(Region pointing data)

>>>

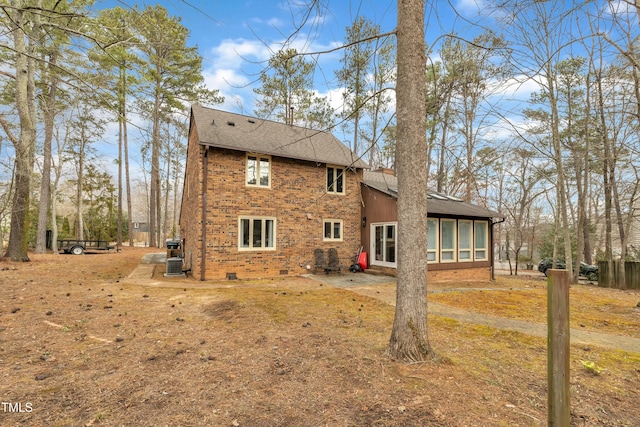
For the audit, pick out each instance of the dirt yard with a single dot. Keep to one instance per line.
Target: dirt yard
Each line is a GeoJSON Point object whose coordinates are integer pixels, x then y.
{"type": "Point", "coordinates": [82, 345]}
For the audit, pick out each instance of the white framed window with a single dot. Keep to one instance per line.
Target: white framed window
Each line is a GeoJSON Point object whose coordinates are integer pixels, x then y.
{"type": "Point", "coordinates": [256, 233]}
{"type": "Point", "coordinates": [384, 248]}
{"type": "Point", "coordinates": [433, 236]}
{"type": "Point", "coordinates": [465, 240]}
{"type": "Point", "coordinates": [258, 171]}
{"type": "Point", "coordinates": [332, 230]}
{"type": "Point", "coordinates": [335, 180]}
{"type": "Point", "coordinates": [481, 240]}
{"type": "Point", "coordinates": [447, 240]}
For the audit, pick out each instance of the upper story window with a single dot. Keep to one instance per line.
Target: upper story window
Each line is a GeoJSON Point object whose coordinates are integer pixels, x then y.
{"type": "Point", "coordinates": [258, 171]}
{"type": "Point", "coordinates": [335, 180]}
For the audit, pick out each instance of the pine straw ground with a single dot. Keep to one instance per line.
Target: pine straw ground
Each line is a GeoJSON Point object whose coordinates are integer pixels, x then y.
{"type": "Point", "coordinates": [79, 346]}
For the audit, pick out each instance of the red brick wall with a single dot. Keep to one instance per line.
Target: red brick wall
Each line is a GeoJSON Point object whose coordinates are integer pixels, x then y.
{"type": "Point", "coordinates": [191, 212]}
{"type": "Point", "coordinates": [297, 199]}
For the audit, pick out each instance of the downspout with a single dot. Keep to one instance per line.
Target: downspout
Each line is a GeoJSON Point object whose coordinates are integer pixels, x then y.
{"type": "Point", "coordinates": [493, 260]}
{"type": "Point", "coordinates": [205, 176]}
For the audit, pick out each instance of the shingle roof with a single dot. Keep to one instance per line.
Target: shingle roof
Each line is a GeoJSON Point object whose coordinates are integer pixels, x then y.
{"type": "Point", "coordinates": [437, 203]}
{"type": "Point", "coordinates": [222, 129]}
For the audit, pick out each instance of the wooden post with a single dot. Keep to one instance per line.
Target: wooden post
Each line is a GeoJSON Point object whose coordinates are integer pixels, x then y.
{"type": "Point", "coordinates": [559, 404]}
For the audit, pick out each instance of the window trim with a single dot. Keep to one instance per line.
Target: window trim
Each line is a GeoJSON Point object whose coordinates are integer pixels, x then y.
{"type": "Point", "coordinates": [471, 248]}
{"type": "Point", "coordinates": [259, 158]}
{"type": "Point", "coordinates": [372, 237]}
{"type": "Point", "coordinates": [484, 225]}
{"type": "Point", "coordinates": [333, 222]}
{"type": "Point", "coordinates": [335, 170]}
{"type": "Point", "coordinates": [454, 250]}
{"type": "Point", "coordinates": [251, 219]}
{"type": "Point", "coordinates": [436, 250]}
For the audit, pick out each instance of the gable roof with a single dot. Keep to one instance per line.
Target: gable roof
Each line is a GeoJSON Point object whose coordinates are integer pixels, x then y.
{"type": "Point", "coordinates": [232, 131]}
{"type": "Point", "coordinates": [438, 203]}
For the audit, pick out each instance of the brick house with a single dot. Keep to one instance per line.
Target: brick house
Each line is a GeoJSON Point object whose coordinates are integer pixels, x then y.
{"type": "Point", "coordinates": [460, 234]}
{"type": "Point", "coordinates": [260, 196]}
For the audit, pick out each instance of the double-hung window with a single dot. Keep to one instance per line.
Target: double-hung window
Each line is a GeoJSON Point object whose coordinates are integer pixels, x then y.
{"type": "Point", "coordinates": [335, 180]}
{"type": "Point", "coordinates": [465, 233]}
{"type": "Point", "coordinates": [383, 240]}
{"type": "Point", "coordinates": [256, 233]}
{"type": "Point", "coordinates": [481, 244]}
{"type": "Point", "coordinates": [432, 240]}
{"type": "Point", "coordinates": [447, 240]}
{"type": "Point", "coordinates": [332, 230]}
{"type": "Point", "coordinates": [258, 171]}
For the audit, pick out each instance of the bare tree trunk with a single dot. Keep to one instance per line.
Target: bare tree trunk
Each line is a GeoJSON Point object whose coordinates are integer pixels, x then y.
{"type": "Point", "coordinates": [409, 339]}
{"type": "Point", "coordinates": [45, 183]}
{"type": "Point", "coordinates": [17, 249]}
{"type": "Point", "coordinates": [120, 143]}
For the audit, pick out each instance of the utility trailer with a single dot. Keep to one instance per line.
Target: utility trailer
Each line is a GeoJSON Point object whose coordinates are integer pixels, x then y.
{"type": "Point", "coordinates": [78, 247]}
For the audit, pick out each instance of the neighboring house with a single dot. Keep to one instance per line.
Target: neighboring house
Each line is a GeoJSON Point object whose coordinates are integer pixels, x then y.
{"type": "Point", "coordinates": [460, 234]}
{"type": "Point", "coordinates": [260, 196]}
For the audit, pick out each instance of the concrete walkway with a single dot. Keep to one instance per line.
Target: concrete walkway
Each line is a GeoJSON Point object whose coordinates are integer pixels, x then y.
{"type": "Point", "coordinates": [366, 284]}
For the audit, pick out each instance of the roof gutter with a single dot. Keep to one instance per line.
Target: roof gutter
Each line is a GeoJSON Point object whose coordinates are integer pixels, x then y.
{"type": "Point", "coordinates": [205, 176]}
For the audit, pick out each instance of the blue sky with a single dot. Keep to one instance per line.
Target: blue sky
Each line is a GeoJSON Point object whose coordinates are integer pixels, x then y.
{"type": "Point", "coordinates": [236, 38]}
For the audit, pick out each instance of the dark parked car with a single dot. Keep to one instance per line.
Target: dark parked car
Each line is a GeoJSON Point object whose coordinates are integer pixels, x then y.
{"type": "Point", "coordinates": [586, 270]}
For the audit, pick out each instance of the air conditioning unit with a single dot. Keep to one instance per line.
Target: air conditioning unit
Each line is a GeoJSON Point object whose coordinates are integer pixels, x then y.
{"type": "Point", "coordinates": [174, 267]}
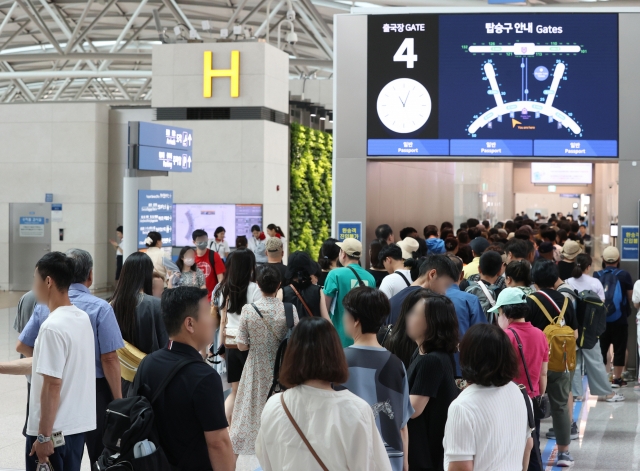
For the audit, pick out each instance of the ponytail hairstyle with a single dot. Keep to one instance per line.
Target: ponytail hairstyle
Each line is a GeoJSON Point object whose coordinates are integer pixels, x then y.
{"type": "Point", "coordinates": [279, 233]}
{"type": "Point", "coordinates": [583, 261]}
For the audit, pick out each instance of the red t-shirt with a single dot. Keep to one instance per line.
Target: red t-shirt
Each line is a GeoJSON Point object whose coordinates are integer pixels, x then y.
{"type": "Point", "coordinates": [210, 274]}
{"type": "Point", "coordinates": [536, 352]}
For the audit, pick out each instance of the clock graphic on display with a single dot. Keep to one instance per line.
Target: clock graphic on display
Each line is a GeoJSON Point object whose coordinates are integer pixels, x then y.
{"type": "Point", "coordinates": [404, 105]}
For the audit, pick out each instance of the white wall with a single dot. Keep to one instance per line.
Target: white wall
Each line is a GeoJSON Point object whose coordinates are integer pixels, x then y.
{"type": "Point", "coordinates": [59, 149]}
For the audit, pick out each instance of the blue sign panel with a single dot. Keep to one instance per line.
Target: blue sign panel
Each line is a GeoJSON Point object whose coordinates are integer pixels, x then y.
{"type": "Point", "coordinates": [162, 135]}
{"type": "Point", "coordinates": [629, 243]}
{"type": "Point", "coordinates": [408, 147]}
{"type": "Point", "coordinates": [349, 230]}
{"type": "Point", "coordinates": [155, 213]}
{"type": "Point", "coordinates": [164, 160]}
{"type": "Point", "coordinates": [492, 148]}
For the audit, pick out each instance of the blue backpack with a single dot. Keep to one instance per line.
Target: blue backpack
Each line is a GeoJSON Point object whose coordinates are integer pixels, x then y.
{"type": "Point", "coordinates": [613, 298]}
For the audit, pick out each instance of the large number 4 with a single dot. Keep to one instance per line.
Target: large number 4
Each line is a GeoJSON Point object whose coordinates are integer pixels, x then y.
{"type": "Point", "coordinates": [405, 53]}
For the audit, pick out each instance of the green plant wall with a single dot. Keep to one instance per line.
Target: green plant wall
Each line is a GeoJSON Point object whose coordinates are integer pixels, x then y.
{"type": "Point", "coordinates": [310, 186]}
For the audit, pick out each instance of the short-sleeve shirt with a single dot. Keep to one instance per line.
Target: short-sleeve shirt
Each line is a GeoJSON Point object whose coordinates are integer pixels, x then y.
{"type": "Point", "coordinates": [537, 317]}
{"type": "Point", "coordinates": [338, 283]}
{"type": "Point", "coordinates": [64, 349]}
{"type": "Point", "coordinates": [210, 273]}
{"type": "Point", "coordinates": [626, 284]}
{"type": "Point", "coordinates": [378, 376]}
{"type": "Point", "coordinates": [536, 352]}
{"type": "Point", "coordinates": [430, 375]}
{"type": "Point", "coordinates": [192, 403]}
{"type": "Point", "coordinates": [106, 331]}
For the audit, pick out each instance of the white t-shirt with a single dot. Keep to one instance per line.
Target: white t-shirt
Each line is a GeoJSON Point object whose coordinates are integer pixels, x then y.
{"type": "Point", "coordinates": [487, 425]}
{"type": "Point", "coordinates": [588, 282]}
{"type": "Point", "coordinates": [338, 424]}
{"type": "Point", "coordinates": [233, 318]}
{"type": "Point", "coordinates": [394, 283]}
{"type": "Point", "coordinates": [65, 349]}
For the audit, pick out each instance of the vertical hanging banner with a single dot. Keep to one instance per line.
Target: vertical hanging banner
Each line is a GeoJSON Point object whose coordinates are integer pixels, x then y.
{"type": "Point", "coordinates": [155, 213]}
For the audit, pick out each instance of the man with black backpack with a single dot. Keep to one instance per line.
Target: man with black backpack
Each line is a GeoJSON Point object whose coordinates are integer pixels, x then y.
{"type": "Point", "coordinates": [189, 411]}
{"type": "Point", "coordinates": [618, 290]}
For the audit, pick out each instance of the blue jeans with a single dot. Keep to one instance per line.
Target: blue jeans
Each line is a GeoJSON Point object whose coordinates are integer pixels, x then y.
{"type": "Point", "coordinates": [65, 458]}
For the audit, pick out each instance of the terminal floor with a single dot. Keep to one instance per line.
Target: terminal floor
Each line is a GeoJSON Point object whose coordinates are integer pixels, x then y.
{"type": "Point", "coordinates": [609, 433]}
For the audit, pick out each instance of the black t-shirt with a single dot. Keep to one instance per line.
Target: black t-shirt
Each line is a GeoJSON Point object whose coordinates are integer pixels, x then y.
{"type": "Point", "coordinates": [565, 269]}
{"type": "Point", "coordinates": [311, 296]}
{"type": "Point", "coordinates": [378, 275]}
{"type": "Point", "coordinates": [537, 317]}
{"type": "Point", "coordinates": [192, 403]}
{"type": "Point", "coordinates": [396, 303]}
{"type": "Point", "coordinates": [430, 375]}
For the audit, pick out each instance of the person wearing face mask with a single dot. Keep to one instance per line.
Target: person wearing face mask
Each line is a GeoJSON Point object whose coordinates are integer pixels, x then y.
{"type": "Point", "coordinates": [190, 274]}
{"type": "Point", "coordinates": [208, 261]}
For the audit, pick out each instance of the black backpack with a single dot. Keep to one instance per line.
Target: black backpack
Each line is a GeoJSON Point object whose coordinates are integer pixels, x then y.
{"type": "Point", "coordinates": [276, 387]}
{"type": "Point", "coordinates": [131, 420]}
{"type": "Point", "coordinates": [592, 316]}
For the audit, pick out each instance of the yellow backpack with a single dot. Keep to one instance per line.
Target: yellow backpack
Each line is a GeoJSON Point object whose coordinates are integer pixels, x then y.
{"type": "Point", "coordinates": [562, 341]}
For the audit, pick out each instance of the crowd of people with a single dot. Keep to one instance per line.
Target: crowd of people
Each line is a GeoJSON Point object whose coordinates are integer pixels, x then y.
{"type": "Point", "coordinates": [443, 353]}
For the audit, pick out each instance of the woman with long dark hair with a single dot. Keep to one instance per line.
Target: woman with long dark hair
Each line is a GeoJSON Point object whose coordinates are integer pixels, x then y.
{"type": "Point", "coordinates": [328, 259]}
{"type": "Point", "coordinates": [314, 360]}
{"type": "Point", "coordinates": [138, 313]}
{"type": "Point", "coordinates": [300, 291]}
{"type": "Point", "coordinates": [433, 326]}
{"type": "Point", "coordinates": [237, 289]}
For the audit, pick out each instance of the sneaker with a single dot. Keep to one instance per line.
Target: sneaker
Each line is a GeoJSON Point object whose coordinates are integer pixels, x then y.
{"type": "Point", "coordinates": [565, 460]}
{"type": "Point", "coordinates": [551, 434]}
{"type": "Point", "coordinates": [618, 383]}
{"type": "Point", "coordinates": [616, 398]}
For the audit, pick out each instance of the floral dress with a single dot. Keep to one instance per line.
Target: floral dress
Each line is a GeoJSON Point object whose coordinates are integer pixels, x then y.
{"type": "Point", "coordinates": [257, 375]}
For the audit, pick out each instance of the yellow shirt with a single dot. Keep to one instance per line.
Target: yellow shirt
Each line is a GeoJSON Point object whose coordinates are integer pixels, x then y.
{"type": "Point", "coordinates": [472, 268]}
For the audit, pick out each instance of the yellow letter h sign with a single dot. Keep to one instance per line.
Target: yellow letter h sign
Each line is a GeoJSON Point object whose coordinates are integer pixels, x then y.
{"type": "Point", "coordinates": [233, 73]}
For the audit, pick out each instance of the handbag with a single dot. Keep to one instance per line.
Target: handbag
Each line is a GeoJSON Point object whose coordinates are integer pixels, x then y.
{"type": "Point", "coordinates": [295, 291]}
{"type": "Point", "coordinates": [541, 404]}
{"type": "Point", "coordinates": [304, 439]}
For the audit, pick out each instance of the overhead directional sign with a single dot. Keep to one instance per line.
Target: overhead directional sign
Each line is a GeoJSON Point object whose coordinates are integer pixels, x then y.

<<<

Description of the task: Set down exactly and only the lines from the start of the entries above through the line containing "Target: downspout", both ends included, omitting the pictures.

Answer for this exercise:
For the audit, pick out each instance of the dirt yard with a single dot. Keep to one instance per line.
Target: dirt yard
Each line is a GeoJSON Point object whose coordinates are integer pixels, x then y.
{"type": "Point", "coordinates": [82, 345]}
For the audit, pick out each instance of the white framed window with a single dot. Keep to one instance per line.
Target: white framed window
Each line is a GeoJSON Point object whose coordinates are integer pixels, x then y.
{"type": "Point", "coordinates": [256, 233]}
{"type": "Point", "coordinates": [384, 248]}
{"type": "Point", "coordinates": [433, 236]}
{"type": "Point", "coordinates": [465, 240]}
{"type": "Point", "coordinates": [258, 171]}
{"type": "Point", "coordinates": [332, 230]}
{"type": "Point", "coordinates": [335, 180]}
{"type": "Point", "coordinates": [481, 240]}
{"type": "Point", "coordinates": [447, 240]}
For the audit, pick out each instance of the upper story window with a single dot. Keep to one instance per line.
Target: upper story window
Each line is a GeoJSON Point object whose coordinates are integer pixels, x then y.
{"type": "Point", "coordinates": [258, 171]}
{"type": "Point", "coordinates": [335, 180]}
For the audit, pick out each instance of the pine straw ground with a single dot. Keep to one instance per line.
Target: pine straw ground
Each line is a GeoJSON Point object whose coordinates are integer pixels, x then y.
{"type": "Point", "coordinates": [79, 346]}
For the audit, pick out each instance of the red brick wall with a single dot. Keep to one instance per line.
Target: red brick wall
Each line is a GeoJSON Point object whose coordinates are integer pixels, x then y.
{"type": "Point", "coordinates": [191, 212]}
{"type": "Point", "coordinates": [297, 199]}
For the audit, pick out each instance of the downspout with a single dot. Keep to one instance per line.
Target: downspout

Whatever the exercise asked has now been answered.